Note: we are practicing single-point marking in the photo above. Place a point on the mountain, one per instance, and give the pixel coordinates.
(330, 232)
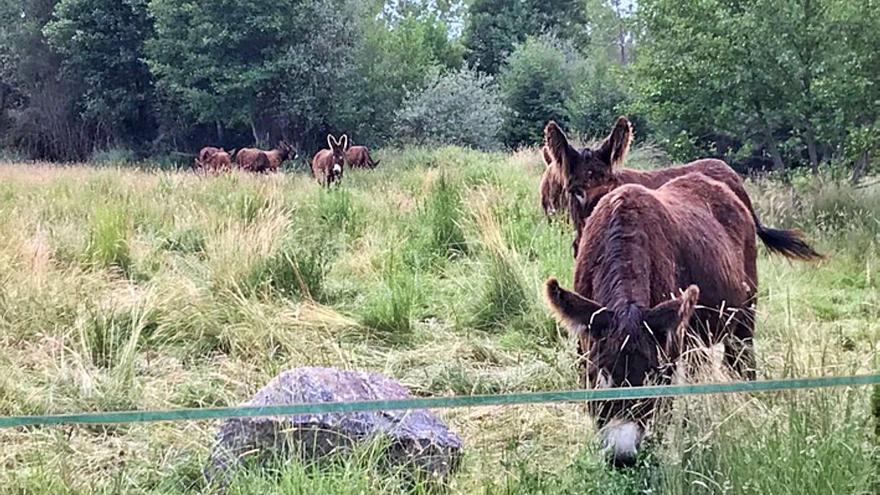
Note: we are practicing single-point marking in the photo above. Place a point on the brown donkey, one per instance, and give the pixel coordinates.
(328, 164)
(213, 159)
(552, 188)
(589, 174)
(641, 247)
(248, 158)
(359, 157)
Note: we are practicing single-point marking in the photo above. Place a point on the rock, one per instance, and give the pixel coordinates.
(417, 438)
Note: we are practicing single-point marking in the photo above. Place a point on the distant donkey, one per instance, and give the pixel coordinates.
(553, 196)
(359, 157)
(213, 159)
(591, 173)
(328, 164)
(247, 158)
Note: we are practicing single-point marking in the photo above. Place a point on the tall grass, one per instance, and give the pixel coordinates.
(124, 289)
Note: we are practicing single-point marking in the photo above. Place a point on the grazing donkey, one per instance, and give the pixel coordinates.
(359, 157)
(247, 158)
(328, 164)
(589, 174)
(552, 188)
(691, 238)
(213, 159)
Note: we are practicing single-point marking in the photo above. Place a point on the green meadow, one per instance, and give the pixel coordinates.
(127, 288)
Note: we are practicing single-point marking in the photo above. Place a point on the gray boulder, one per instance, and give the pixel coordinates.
(418, 439)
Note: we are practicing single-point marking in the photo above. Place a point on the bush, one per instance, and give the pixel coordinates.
(461, 108)
(536, 81)
(114, 156)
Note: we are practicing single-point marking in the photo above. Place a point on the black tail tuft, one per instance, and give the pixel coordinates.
(789, 243)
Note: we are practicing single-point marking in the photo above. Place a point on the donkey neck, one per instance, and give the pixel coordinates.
(622, 278)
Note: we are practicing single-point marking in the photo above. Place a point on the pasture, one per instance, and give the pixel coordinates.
(139, 289)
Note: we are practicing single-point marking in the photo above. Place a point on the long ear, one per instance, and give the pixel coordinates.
(548, 160)
(615, 147)
(560, 151)
(578, 313)
(669, 320)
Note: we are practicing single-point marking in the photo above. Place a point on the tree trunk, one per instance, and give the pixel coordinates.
(773, 149)
(861, 165)
(256, 134)
(812, 150)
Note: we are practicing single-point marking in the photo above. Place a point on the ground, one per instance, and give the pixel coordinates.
(140, 289)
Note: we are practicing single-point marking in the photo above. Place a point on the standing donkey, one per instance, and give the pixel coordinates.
(693, 239)
(328, 164)
(591, 173)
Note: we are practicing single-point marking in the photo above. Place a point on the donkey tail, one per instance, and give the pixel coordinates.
(788, 243)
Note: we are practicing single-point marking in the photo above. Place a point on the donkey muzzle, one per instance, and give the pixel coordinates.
(621, 441)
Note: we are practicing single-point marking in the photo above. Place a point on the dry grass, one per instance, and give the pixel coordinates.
(208, 287)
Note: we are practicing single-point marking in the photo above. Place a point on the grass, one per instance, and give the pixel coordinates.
(124, 289)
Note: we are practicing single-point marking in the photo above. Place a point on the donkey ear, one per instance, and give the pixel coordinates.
(615, 147)
(578, 313)
(670, 318)
(558, 148)
(548, 160)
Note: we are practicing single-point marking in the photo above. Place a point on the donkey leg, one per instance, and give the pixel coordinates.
(739, 346)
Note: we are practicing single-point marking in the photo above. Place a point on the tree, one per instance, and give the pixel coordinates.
(536, 81)
(769, 74)
(395, 59)
(102, 46)
(462, 108)
(274, 67)
(495, 27)
(43, 119)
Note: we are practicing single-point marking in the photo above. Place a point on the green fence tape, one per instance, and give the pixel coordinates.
(440, 402)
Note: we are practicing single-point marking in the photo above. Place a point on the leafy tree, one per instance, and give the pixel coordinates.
(395, 59)
(461, 107)
(102, 45)
(536, 81)
(495, 27)
(43, 118)
(274, 67)
(771, 74)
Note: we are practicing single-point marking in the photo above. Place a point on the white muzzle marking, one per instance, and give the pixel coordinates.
(622, 439)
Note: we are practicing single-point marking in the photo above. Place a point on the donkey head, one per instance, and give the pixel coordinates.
(287, 151)
(628, 347)
(338, 148)
(588, 172)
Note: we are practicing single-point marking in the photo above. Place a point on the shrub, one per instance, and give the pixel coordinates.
(461, 108)
(114, 156)
(535, 82)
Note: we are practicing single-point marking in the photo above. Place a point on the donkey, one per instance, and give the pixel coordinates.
(591, 173)
(328, 164)
(359, 157)
(552, 189)
(214, 159)
(692, 237)
(247, 158)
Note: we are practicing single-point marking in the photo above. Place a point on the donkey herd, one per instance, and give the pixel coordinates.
(665, 262)
(327, 164)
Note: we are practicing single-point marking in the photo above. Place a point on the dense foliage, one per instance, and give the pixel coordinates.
(764, 84)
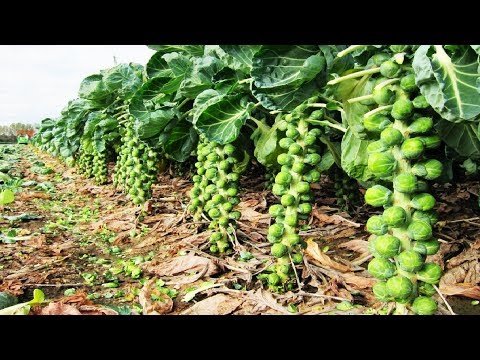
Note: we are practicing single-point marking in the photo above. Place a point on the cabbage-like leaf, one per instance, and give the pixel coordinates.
(222, 120)
(354, 157)
(450, 84)
(462, 137)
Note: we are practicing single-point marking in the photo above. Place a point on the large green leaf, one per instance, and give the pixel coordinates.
(266, 145)
(462, 137)
(355, 157)
(221, 121)
(196, 50)
(157, 66)
(123, 80)
(182, 140)
(200, 76)
(147, 108)
(281, 65)
(241, 55)
(93, 88)
(449, 83)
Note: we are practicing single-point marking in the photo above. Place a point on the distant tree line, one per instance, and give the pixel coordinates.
(9, 133)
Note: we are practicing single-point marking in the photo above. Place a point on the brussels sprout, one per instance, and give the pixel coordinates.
(216, 236)
(376, 146)
(432, 246)
(381, 268)
(279, 250)
(424, 305)
(431, 142)
(381, 292)
(402, 109)
(423, 201)
(419, 247)
(383, 96)
(278, 189)
(399, 287)
(312, 159)
(298, 167)
(291, 219)
(276, 230)
(382, 164)
(285, 143)
(287, 200)
(297, 258)
(405, 183)
(312, 176)
(429, 169)
(305, 208)
(421, 125)
(410, 260)
(430, 273)
(378, 195)
(426, 289)
(285, 159)
(376, 225)
(292, 133)
(390, 69)
(394, 216)
(428, 216)
(412, 148)
(283, 178)
(387, 246)
(376, 123)
(420, 230)
(380, 58)
(391, 136)
(303, 187)
(276, 210)
(420, 102)
(407, 83)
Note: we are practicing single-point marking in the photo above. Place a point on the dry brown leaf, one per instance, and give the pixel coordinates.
(150, 307)
(360, 246)
(96, 310)
(57, 308)
(313, 251)
(468, 290)
(358, 281)
(219, 304)
(183, 264)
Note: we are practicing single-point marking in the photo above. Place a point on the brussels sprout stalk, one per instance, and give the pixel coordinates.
(354, 75)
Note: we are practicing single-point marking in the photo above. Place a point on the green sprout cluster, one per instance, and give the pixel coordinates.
(136, 168)
(292, 184)
(215, 191)
(347, 191)
(402, 237)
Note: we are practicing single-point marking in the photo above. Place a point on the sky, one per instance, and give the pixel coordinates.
(36, 81)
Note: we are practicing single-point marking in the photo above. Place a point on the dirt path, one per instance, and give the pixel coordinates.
(83, 244)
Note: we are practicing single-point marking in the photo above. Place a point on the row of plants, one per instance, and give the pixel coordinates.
(390, 118)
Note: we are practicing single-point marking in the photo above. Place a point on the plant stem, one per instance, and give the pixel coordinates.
(377, 110)
(350, 49)
(360, 98)
(354, 75)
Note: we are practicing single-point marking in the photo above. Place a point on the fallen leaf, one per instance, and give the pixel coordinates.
(313, 251)
(360, 246)
(183, 264)
(150, 307)
(219, 304)
(468, 290)
(58, 308)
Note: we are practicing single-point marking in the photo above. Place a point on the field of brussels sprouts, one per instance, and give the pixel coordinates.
(251, 179)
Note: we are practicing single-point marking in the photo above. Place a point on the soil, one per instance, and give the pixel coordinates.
(82, 236)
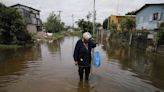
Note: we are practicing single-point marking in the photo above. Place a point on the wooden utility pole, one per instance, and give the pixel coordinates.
(72, 21)
(94, 18)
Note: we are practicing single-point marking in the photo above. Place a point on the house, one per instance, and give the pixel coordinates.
(30, 16)
(149, 16)
(114, 21)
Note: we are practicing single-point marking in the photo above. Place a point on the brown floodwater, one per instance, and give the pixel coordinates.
(49, 67)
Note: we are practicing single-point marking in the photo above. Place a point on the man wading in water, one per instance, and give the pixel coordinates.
(82, 55)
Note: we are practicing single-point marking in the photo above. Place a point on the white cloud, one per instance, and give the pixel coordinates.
(80, 8)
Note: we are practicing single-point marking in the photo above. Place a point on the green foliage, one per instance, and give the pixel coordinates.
(105, 24)
(113, 26)
(12, 28)
(128, 24)
(85, 25)
(53, 24)
(131, 13)
(123, 25)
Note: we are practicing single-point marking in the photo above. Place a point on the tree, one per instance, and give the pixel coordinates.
(131, 13)
(53, 24)
(123, 25)
(130, 24)
(85, 25)
(12, 27)
(105, 24)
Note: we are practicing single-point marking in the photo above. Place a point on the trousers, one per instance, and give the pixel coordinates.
(86, 70)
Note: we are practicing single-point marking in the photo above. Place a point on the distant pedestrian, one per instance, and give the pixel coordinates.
(82, 55)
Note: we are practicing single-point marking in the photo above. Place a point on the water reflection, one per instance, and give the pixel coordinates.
(148, 67)
(83, 87)
(49, 67)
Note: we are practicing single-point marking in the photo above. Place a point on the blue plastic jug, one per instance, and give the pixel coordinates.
(97, 59)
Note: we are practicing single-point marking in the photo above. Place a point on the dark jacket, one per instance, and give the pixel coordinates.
(83, 55)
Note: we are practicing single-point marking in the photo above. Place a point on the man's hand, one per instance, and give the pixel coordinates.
(76, 63)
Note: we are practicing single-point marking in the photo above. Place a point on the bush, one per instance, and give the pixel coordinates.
(12, 27)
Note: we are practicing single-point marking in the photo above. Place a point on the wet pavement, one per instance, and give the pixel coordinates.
(49, 67)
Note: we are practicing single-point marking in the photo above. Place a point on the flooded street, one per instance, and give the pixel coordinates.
(49, 67)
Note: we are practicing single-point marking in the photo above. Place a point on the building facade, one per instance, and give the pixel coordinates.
(149, 16)
(30, 16)
(114, 22)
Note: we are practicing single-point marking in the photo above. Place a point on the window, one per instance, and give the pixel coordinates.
(155, 16)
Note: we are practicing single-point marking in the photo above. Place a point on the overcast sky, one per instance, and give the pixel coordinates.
(80, 8)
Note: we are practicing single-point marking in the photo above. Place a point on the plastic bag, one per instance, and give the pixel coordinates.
(97, 58)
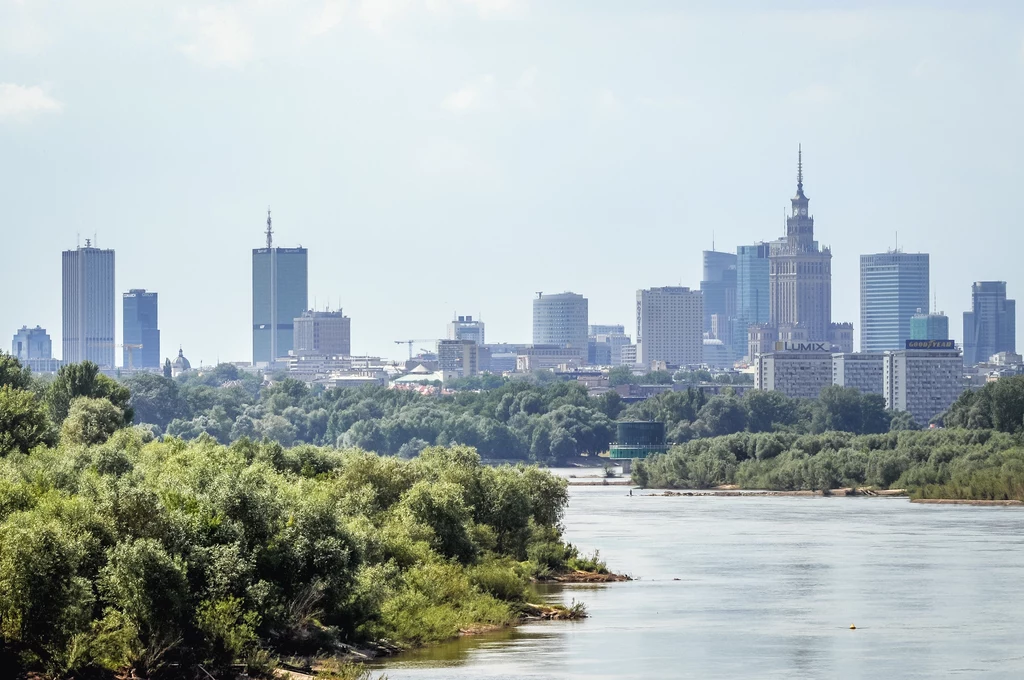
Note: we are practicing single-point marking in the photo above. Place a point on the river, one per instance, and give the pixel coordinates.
(768, 587)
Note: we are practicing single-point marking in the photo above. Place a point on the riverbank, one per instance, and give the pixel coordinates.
(731, 492)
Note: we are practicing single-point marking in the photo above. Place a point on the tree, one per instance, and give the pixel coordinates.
(91, 421)
(84, 379)
(12, 373)
(154, 398)
(24, 424)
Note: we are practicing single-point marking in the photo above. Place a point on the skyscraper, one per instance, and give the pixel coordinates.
---
* WORK REQUIRED *
Copy exactly the lines from the one containing "on the overcast" through the final line of the records above, both included, and leave out any pictures.

* EXERCISE OUTPUT *
Note: we are practicing single-point marking in the photo above. Place a point on the overcast sky, one per instance, and give the pixel coordinates.
(80, 8)
Note: we are practicing single-point marking in the photo above. Place a point on the plastic bag, one per instance, and give the pixel coordinates.
(97, 58)
Note: we are practicing single-point marking in the photo above. Place a point on the river, one per instance, and give the pixel coordinates.
(768, 587)
Note: we are practicing single-point marking in the photo above. Place a point on the riverbank, one per instance, and give the pixel coordinates.
(731, 492)
Note: we are practicing single-point marking in the photo above. Place a point on the tree, one per instance, and give the pixel coordinates.
(91, 421)
(84, 379)
(12, 373)
(154, 398)
(24, 424)
Note: we are practicing single-point marking in the photo above. Place a point on the skyscraper, one per instance, and give the pixel coordinates.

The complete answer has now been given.